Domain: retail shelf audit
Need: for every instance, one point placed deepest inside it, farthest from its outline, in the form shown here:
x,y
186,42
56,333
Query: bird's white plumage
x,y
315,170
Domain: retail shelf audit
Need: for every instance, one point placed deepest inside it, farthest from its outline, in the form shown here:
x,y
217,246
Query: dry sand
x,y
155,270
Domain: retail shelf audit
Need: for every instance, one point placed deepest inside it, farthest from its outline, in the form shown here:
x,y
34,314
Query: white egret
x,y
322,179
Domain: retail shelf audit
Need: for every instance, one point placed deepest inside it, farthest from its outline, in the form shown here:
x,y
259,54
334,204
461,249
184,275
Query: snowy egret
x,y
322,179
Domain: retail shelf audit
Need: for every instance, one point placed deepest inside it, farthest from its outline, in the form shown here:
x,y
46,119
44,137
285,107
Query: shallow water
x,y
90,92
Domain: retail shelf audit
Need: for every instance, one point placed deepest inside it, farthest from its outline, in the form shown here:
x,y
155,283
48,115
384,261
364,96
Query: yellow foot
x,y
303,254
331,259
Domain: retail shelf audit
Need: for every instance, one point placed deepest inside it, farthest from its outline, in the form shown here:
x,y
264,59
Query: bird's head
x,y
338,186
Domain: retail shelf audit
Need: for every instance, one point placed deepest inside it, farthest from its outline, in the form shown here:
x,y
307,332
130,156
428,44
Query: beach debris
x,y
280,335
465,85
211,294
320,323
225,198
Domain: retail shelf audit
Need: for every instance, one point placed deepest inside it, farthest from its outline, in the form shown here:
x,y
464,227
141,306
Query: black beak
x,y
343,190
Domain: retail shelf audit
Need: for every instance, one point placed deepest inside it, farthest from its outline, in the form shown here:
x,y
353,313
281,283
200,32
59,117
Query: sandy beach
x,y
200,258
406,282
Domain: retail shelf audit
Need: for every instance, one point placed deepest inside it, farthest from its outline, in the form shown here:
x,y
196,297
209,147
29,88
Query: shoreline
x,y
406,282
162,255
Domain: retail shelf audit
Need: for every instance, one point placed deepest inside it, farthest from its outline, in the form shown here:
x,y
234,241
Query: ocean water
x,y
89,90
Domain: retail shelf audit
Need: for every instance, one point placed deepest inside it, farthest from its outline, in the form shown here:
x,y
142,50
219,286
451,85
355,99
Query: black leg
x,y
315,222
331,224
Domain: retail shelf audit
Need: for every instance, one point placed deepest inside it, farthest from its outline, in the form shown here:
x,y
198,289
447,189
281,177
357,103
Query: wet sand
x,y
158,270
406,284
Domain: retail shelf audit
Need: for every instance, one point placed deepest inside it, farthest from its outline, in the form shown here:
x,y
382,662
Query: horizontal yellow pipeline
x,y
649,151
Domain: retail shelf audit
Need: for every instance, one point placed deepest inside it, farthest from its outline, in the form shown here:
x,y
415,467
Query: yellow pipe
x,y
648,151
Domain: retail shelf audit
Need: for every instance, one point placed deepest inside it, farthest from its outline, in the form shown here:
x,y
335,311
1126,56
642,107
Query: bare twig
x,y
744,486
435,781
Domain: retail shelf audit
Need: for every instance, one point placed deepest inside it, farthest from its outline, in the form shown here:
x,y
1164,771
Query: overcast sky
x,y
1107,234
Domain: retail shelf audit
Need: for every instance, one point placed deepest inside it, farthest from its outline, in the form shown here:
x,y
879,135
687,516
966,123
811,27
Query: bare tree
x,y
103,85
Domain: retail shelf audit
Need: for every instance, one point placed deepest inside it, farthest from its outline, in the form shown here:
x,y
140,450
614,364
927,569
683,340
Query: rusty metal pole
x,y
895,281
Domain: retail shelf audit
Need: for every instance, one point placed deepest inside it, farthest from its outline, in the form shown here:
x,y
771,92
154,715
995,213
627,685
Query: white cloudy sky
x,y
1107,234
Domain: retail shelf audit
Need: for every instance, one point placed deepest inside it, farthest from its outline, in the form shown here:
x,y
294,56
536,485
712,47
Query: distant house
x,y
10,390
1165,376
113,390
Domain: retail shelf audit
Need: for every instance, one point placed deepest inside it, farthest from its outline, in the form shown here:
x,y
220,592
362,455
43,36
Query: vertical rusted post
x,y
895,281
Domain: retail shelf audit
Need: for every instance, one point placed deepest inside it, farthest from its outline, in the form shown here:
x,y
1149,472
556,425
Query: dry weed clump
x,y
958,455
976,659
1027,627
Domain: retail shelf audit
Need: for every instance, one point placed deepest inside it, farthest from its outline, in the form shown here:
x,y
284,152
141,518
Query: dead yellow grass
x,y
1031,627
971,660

----

> _Task to carry out_: The records shown above should be given again word for word.

> _Exercise solution_:
Domain: retail shelf audit
Need: for every instance, one point placed deepest inside it, farthest from its outline, in the form shown here:
x,y
186,42
56,333
Query: bird's white plumage
x,y
315,170
Domain: retail shelf audit
Need: for every instance, one point placed deepest inside it, farthest from its outline, in the form shown here:
x,y
217,246
Query: dry sand
x,y
155,270
Domain: retail shelf audit
Need: for every instance, one point placed deepest inside it, farthest from its outline, in the form shown here:
x,y
34,314
Query: white egret
x,y
322,179
Domain: retail shelf audit
Need: for every instance, one point placed deepest inside it, farthest from its outline, in the form shown here:
x,y
259,54
334,204
461,249
184,275
Query: snowy egret
x,y
322,179
Domain: retail shelf audit
Need: for every instance, one point placed deepest inside it, farthest from its outline, in the form shown here:
x,y
46,119
44,137
285,107
Query: shallow water
x,y
90,92
Domain: retail shelf audit
Need: for every instance, one point placed deepest inside it, farthest from its outline, in the form shown here:
x,y
155,283
48,115
384,261
364,96
Query: yellow foot
x,y
303,254
331,259
Domain: retail shelf audit
Need: for every instance, one point placed deepest inside it, farthest from its outline, in the form shown here:
x,y
264,59
Query: bird's head
x,y
338,186
Domain: retail shelf audit
Need: for every instance, one point placed deepest inside it, farthest from its outline, in the form shown here:
x,y
307,332
130,156
428,44
Query: beach debris
x,y
280,335
465,85
211,294
320,323
225,198
Domain: retail shelf audit
Need: for every instance, one point placed deepest inside it, farthest from its outline, in the form shown here:
x,y
464,227
141,306
Query: black beak
x,y
343,190
Domain: retail shelf audit
Need: for every instance, one point placed deepest inside it, farthest from its outline, in the form shown here:
x,y
353,313
281,283
200,32
59,117
Query: sandy beach
x,y
200,258
406,282
Domain: retail shelf audit
Need: for every instance, one point placed deepest inside it, farthest from its outline, in the form shown here:
x,y
196,297
209,147
29,88
Query: shoreline
x,y
406,282
162,255
Domain: retail shelf audit
Need: for every instance, one point placed deepest inside it, farthest from its outline, in the form shown here:
x,y
234,241
Query: ocean water
x,y
89,90
Domain: retail shelf audit
Need: for every instance, one point placed deepest inside it, farthest from its outline, in the form shown here:
x,y
142,50
219,286
451,85
355,99
Query: black leg
x,y
315,222
331,224
Domain: retail shelf audit
Need: for every instance, one point placed deepest inside it, farthest from its outline, in the form shown here:
x,y
198,289
447,189
281,177
357,103
Query: wet sand
x,y
158,270
406,284
Domain: retail shelf audit
Need: for every instance, one point placed deepest inside it, farthest from its outline, in the form shown here:
x,y
382,662
Query: horizontal yellow pipeline
x,y
649,151
Domain: retail shelf audit
Need: for every instance, one point placed deepest inside it, farthest from its outline, in the form shown here:
x,y
415,467
Query: yellow pipe
x,y
648,151
Domain: retail shelf audit
Need: for every instance, one point placed deepest inside it, farthest from its outline, in the form shown here:
x,y
335,311
1126,56
642,107
Query: bare twig
x,y
744,486
435,781
Domain: retail shelf audit
Need: for every instance, one point placed deepest inside it, farthest from its outline, in the form shown here:
x,y
1164,771
Query: overcast sky
x,y
1107,234
Domain: retail shelf audit
Need: for every instance, one point placed deepest inside it, farthest from its outline, in the form shown here:
x,y
879,135
687,516
966,123
811,27
Query: bare tree
x,y
103,85
Domain: retail shelf audit
Need: for every instance, one point placed deepest inside it, farthest from its outline, in the form shown here:
x,y
140,450
614,364
927,569
683,340
Query: rusty metal pole
x,y
895,281
Domain: retail shelf audit
Need: for every instance, one point placed deepest inside it, farthest from its outline, in the form shown here:
x,y
771,92
154,715
995,213
627,685
Query: white cloudy sky
x,y
1107,234
Domain: retail shelf audit
Need: for every instance, one point placed deepest inside it, farthest from its outline, in the form shown here:
x,y
294,56
536,485
712,47
Query: distant house
x,y
10,390
1165,376
113,390
Domain: retail shelf audit
Need: for every instance, one point placed deepest inside it, farthest from its outline, in the form shown here:
x,y
220,592
362,455
43,36
Query: vertical rusted post
x,y
895,281
Domain: retail shelf audit
Need: for every instance, one point placed deepest inside it, farthest from its outline, in the form shown here:
x,y
1149,472
556,425
Query: dry weed clump
x,y
958,455
976,659
1027,627
Domain: retail shelf audit
Need: for every instance, one point placed deepest inside it, farthest from its outline, in the form shown here:
x,y
284,152
141,518
Query: dead yellow grass
x,y
1031,627
971,660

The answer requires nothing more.